BEGIN Reading text

The use of some of these poems in quality periodicals probably shows general acceptance in establishment terms. The title and title poem refers to Moffatt's transposition from Vermont (USA) to Fife (Scotand) where she now lives, obviously with many intermediate experiences. An interesting delicacy and mystique (enhanced since the precise physical setting, relationship of person, or environment is often unknown, with one or two exceptions) pervade many poems, so that a poem may work within itself without the reader consciously making comparison with an outer world and thus, perhaps, intruding unpoetic elements and destroying the inner virginity of the creation. However, in THE DANCING GIRLS, a successful poem of saddened-with-time memories, there is place (Beirut) and the personal pronoun — one assumes it is the poet:

	I can still see the dancing girls
	Swirl dimly in the morning of my memory.

END Reading text
BEGIN Dataset rows

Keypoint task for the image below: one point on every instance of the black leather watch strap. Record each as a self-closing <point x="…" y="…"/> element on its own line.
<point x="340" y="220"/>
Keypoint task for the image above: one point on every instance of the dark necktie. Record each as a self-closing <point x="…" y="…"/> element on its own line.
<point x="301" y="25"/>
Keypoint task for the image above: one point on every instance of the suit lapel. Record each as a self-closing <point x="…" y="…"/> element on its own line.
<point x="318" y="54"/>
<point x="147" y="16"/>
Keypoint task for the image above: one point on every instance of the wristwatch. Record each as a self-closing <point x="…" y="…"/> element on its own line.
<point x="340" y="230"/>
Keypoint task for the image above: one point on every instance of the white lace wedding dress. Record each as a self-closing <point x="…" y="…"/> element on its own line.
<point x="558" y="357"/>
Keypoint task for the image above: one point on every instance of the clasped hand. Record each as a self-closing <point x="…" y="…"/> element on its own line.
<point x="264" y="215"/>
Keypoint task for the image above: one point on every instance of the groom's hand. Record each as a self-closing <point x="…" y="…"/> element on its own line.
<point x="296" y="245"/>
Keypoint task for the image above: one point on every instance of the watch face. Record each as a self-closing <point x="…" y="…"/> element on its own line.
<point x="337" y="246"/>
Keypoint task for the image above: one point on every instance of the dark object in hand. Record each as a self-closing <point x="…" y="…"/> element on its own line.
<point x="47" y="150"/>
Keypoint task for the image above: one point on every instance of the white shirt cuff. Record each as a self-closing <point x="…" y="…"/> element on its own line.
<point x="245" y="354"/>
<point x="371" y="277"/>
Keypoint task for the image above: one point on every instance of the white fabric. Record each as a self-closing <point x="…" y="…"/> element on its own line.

END Dataset rows

* _Short exercise 1_
Shorten the paragraph of the poetry review that begins "The use of some of these poems" and keep its main facts.
* _Short exercise 2_
Write the next part of the poetry review, picking up after the last lines shown.
None of the data is needed.

* _Expected answer 1_
Some of these poems have appeared in quality periodicals, which suggests establishment acceptance. The title and title poem refer to Moffatt's move from Vermont (USA) to Fife (Scotland), where she now lives, with many experiences in between. Many poems have a delicacy and mystique, heightened because the exact setting, people, or surroundings are often left unknown. So a poem can work within itself, without the reader comparing it to the outside world and bringing in unpoetic elements. An exception is THE DANCING GIRLS, a successful poem of memories saddened by time. It names a place, Beirut, and uses a personal pronoun, presumably meaning the poet.

* _Expected answer 2_
	Colours slash across the stages of distant dreams,
	Dancing along the borderline of time,
	Waiting for hollow oblivion
	To recall the shimmering shadows:
	Girls, gone and banished from my mind.

On the whole, the poems which dream back memories are better than those in present time. There seems this strange pull and counter-pull of attraction to the past and the running away from it. In ARCTIC CIRCLE, beginning

	He died,
	Somewhere near the arctic circle.
	I carried his death
	Halfway round the globe
	And back. It's part of me,
	Bred in the bone.

it finishes with

	So now, no more running away.
	I bolt the door and stay  
	In one place, my face
	Pressed to the glass,
	Staring at the sun
	As it arcs over the horizon,
	Leaving nothing behind
	But the passage of time.

But there are other poems, mixtures of past and present, and these are all well done, such as LAST TRAIN PAST ARDRAHAN, THE OXYGEN TENT, A DECEIT OF LAPWINGS, and WOOD KERN which again echoes the title:

	Farewell to Erin; Far from home;
	the reels fly around the room.

This time the feeling is apparently from a lone fiddler from Ireland, one of a group long settled in the Highlands of Scotland.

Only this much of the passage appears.